• **Extract to read**:
↓

There is a genuine concern now

Published : May 17, 2003 00:00 IST

Alarming indeed is the proliferation of doping in Indian sport. The revelation, after the National Games in Hyderabad, was a rude shock to the followers of the game.

Alarming indeed is the proliferation of doping in Indian sport. The revelation, after the National Games in Hyderabad, was a rude shock to the followers of the game. This was against the backdrop of the controversy involving Sunita Rani at the Busan Asiad and the two weightlifters at the Commonwealth Games in Manchester. Now there is a genuine concern, whether sport in India is clean.

The fact that Suresh Kalmadi, President, Indian Olympic Association, prescribes a time frame of 2005 to make sport free of doping is in itself an admission of administrative failure.

Compelled perhaps by the ramifications and the sullying image of the country in the international arena, the institutions connected with sport are now eager to clear the air.

It is a fact that these agencies, notably, the Indian Olympic Association, remained impervious to the warning signals from the media as well as from informed and honest sports medicine experts.

↑

• **Spatial localization data**:
↓

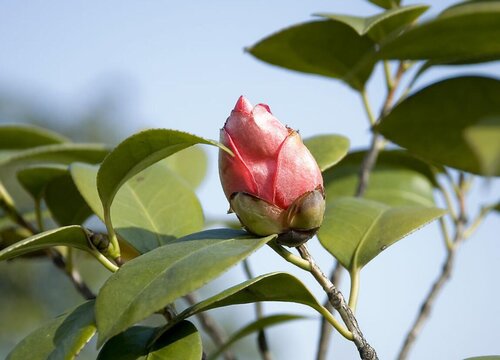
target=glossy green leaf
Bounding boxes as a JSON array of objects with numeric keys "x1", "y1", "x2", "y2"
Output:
[
  {"x1": 0, "y1": 226, "x2": 89, "y2": 261},
  {"x1": 317, "y1": 5, "x2": 429, "y2": 42},
  {"x1": 97, "y1": 129, "x2": 227, "y2": 225},
  {"x1": 304, "y1": 135, "x2": 349, "y2": 171},
  {"x1": 45, "y1": 172, "x2": 93, "y2": 226},
  {"x1": 96, "y1": 229, "x2": 275, "y2": 344},
  {"x1": 70, "y1": 161, "x2": 204, "y2": 253},
  {"x1": 376, "y1": 76, "x2": 500, "y2": 176},
  {"x1": 379, "y1": 2, "x2": 500, "y2": 63},
  {"x1": 7, "y1": 300, "x2": 96, "y2": 360},
  {"x1": 165, "y1": 146, "x2": 208, "y2": 189},
  {"x1": 248, "y1": 20, "x2": 375, "y2": 90},
  {"x1": 208, "y1": 314, "x2": 305, "y2": 360},
  {"x1": 0, "y1": 124, "x2": 69, "y2": 150},
  {"x1": 323, "y1": 150, "x2": 436, "y2": 206},
  {"x1": 318, "y1": 197, "x2": 446, "y2": 272},
  {"x1": 464, "y1": 117, "x2": 500, "y2": 175},
  {"x1": 17, "y1": 164, "x2": 68, "y2": 201},
  {"x1": 97, "y1": 321, "x2": 203, "y2": 360}
]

↑

• **Task requirements**: Pick up the article on doping in Indian sport at its final sentence and carry it forward.

• **The answer**:
It looked as though these agencies were only interested to see Indians get more medals, adopting any means as long as they remained out of the net. In fact, the administrators worked overtime to cover up the issue rather taking action against the offenders.

Whatever the outcome of Sunita Rani's case, the Busan episode attracted adverse international attention. Now there are definite indications that the international community is quite sceptical about India's claim as an emerging sports power in the region.

It will be wrong to assume that India stands isolated in the sinister world of doping. Almost every nation is haunted by the fear of drugs in sport. There is considerable focus on the subject in every conceivable forum. The World Anti-Doping Agency (WADA) is now crusading to evolving a new world order to ensure that sport remained drug free. It is also working on a universal code of punishment.

At the moment, penalties related to drug offences vary, and each federation has its set of rules and regulations. In fact in the recent WADA meeting in Copenhagen, Jacques Rogge, President, IOC had warned the federations which take a lenient view of doping like FIFA and UCI would have to forego their places in the Olympics. "For those organisations which do not accept the code there should be no place in the Olympic Games," Rogge warned.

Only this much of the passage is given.